Challenge: Lay out the records as a numbered list, leaving out blank lines, from the line with "rail and record the coordinates." up to and including the line with "(1144, 132)", and include nothing else.

++++ Extracted records ++++

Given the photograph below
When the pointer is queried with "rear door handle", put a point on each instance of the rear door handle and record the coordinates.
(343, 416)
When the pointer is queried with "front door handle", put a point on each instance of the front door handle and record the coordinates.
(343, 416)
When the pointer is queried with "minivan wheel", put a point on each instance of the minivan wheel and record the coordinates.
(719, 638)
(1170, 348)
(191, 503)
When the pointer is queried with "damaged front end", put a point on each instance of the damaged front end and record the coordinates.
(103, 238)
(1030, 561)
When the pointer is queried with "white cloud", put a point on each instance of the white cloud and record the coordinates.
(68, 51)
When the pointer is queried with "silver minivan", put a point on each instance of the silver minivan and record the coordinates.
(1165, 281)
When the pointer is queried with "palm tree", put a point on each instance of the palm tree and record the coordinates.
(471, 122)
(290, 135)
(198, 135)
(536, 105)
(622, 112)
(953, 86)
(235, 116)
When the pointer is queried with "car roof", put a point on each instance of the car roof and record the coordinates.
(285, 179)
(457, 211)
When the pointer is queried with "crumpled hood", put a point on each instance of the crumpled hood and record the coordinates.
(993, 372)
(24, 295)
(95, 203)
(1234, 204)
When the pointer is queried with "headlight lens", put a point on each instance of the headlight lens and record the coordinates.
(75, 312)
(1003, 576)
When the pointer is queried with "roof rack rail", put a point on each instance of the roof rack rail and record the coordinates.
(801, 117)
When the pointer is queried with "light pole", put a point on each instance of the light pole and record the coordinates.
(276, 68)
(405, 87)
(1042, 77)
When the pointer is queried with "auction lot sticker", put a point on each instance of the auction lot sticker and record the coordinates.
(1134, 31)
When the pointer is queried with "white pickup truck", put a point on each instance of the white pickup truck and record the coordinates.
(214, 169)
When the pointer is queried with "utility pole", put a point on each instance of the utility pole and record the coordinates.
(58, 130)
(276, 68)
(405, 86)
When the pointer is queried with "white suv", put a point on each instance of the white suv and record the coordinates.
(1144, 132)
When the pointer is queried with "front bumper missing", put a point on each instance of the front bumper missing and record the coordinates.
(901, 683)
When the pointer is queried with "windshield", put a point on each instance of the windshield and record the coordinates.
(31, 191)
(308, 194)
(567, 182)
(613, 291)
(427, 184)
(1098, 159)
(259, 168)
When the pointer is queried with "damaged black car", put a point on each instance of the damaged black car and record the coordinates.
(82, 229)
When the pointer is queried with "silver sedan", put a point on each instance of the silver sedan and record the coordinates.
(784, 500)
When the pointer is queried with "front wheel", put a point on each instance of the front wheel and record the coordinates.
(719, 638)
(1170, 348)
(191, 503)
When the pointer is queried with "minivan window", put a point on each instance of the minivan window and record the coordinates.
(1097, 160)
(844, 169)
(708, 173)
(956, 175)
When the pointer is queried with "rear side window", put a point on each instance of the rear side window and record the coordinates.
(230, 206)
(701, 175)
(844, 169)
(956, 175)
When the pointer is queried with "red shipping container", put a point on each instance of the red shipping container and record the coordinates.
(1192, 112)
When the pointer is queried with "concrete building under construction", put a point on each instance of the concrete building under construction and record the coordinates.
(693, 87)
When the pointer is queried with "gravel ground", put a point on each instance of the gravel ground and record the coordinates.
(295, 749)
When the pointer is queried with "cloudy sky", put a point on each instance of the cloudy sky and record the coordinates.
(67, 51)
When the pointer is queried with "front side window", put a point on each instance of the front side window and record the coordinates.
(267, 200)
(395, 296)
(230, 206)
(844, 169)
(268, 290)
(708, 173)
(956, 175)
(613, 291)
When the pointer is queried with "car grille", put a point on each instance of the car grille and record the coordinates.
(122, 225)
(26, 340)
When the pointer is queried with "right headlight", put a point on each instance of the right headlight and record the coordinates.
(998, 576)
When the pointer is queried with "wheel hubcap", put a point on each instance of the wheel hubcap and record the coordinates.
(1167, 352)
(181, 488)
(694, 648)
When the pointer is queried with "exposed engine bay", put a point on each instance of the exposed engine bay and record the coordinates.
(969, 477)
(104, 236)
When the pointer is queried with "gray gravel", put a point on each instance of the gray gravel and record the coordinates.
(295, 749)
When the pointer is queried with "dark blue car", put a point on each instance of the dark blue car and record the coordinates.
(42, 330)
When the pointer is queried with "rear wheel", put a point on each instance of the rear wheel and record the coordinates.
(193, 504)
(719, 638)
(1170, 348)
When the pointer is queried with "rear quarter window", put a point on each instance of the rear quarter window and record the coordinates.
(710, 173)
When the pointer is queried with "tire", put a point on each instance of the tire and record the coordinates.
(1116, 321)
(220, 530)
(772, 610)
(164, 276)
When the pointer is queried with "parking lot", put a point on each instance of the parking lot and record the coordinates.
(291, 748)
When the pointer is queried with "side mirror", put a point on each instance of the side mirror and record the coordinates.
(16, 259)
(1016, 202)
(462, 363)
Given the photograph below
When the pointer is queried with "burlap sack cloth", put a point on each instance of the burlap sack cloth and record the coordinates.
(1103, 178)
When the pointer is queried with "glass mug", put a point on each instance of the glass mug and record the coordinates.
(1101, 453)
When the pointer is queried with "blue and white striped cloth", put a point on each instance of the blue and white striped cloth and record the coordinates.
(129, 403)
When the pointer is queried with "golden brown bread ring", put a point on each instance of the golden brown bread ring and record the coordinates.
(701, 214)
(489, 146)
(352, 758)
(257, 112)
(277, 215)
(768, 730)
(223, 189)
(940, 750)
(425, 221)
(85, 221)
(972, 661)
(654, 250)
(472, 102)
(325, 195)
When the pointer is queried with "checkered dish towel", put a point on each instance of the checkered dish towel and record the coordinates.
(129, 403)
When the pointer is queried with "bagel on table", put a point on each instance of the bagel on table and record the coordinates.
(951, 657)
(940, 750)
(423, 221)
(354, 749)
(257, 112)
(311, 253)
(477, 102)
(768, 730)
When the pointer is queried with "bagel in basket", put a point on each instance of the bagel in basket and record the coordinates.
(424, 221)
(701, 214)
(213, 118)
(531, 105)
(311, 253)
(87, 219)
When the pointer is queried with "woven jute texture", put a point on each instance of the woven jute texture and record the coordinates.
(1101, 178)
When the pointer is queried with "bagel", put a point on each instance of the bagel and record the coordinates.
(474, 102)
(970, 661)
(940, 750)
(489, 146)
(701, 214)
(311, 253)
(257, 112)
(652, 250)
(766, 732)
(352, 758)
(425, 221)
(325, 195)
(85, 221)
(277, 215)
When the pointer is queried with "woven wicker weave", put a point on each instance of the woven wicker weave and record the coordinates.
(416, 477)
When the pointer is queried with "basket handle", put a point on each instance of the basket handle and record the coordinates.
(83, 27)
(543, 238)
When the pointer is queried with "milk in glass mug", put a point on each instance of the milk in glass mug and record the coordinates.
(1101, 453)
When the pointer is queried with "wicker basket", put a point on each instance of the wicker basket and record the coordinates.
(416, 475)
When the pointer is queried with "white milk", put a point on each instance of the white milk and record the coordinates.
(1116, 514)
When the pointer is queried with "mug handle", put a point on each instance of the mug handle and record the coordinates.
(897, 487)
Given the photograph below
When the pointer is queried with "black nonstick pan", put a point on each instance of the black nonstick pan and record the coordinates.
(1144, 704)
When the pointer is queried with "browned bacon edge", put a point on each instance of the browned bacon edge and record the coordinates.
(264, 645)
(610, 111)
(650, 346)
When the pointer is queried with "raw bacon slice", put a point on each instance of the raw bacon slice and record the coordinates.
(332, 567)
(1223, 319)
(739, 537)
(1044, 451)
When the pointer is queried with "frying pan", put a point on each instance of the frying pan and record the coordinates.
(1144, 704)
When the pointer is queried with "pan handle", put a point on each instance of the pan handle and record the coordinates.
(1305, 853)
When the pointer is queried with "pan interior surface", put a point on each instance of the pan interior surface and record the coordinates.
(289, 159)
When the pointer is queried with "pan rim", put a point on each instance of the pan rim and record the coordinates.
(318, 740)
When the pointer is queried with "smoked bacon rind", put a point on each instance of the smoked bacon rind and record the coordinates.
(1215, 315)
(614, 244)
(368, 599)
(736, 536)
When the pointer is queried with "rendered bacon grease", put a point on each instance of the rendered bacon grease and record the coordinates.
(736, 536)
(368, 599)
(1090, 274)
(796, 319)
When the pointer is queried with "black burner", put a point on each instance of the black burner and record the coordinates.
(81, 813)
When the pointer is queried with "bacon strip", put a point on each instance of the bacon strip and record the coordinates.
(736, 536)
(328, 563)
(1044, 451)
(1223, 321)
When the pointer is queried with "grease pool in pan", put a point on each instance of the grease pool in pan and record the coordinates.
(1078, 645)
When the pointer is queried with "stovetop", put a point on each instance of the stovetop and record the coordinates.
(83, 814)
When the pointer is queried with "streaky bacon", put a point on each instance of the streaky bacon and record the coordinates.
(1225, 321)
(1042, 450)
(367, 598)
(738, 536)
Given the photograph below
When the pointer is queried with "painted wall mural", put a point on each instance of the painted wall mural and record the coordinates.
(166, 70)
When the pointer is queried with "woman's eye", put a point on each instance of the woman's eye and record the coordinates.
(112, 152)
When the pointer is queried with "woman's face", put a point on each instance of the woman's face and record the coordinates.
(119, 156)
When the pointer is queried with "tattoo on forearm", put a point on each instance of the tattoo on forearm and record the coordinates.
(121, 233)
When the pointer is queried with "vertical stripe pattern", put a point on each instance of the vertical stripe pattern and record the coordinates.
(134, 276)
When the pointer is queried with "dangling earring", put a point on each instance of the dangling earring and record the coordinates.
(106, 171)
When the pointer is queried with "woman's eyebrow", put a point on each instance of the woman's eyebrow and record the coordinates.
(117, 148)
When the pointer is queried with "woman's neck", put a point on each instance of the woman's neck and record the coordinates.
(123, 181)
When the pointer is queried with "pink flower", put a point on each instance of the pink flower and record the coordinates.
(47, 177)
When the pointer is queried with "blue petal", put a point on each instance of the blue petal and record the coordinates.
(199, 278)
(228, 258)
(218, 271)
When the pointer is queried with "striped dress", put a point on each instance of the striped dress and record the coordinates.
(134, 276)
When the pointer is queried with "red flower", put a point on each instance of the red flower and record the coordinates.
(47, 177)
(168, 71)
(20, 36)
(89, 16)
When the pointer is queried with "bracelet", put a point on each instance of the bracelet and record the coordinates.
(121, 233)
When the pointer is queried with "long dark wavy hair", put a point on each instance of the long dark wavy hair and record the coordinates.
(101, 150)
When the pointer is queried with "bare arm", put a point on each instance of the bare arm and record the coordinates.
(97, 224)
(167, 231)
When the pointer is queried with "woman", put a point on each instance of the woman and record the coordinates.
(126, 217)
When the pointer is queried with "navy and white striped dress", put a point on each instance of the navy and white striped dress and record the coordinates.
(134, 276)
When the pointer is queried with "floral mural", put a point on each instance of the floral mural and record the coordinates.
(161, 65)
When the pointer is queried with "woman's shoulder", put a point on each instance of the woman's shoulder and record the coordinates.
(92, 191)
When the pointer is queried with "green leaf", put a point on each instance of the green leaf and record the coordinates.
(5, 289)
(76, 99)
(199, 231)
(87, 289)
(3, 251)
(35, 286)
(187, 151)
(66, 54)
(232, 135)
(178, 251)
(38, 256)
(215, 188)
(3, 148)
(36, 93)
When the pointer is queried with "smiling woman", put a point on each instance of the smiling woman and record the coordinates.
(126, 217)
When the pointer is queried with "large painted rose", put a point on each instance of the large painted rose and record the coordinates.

++++

Problem solution:
1. When the pointer is queried with "roof rack rail", put a point on each instance of the roof rack rail and record the coordinates.
2. (801, 117)
3. When the pointer is queried with "light pole", put a point on each instance of the light pole and record the coordinates.
4. (276, 68)
5. (405, 87)
6. (1042, 77)
7. When the pointer is queried with "auction lot sticker", put a point on each instance of the auction lot sticker and record the coordinates.
8. (1134, 31)
9. When the pointer is queried with "white pickup truck", put a point on each instance of the white pickup truck and record the coordinates.
10. (214, 169)
11. When the pointer is queried with "utility pole", put a point on each instance of the utility pole and record the coordinates.
12. (58, 130)
13. (276, 68)
14. (405, 86)
15. When the pointer is queried with "white suv", put a point on each instance of the white suv and record the coordinates.
16. (1144, 132)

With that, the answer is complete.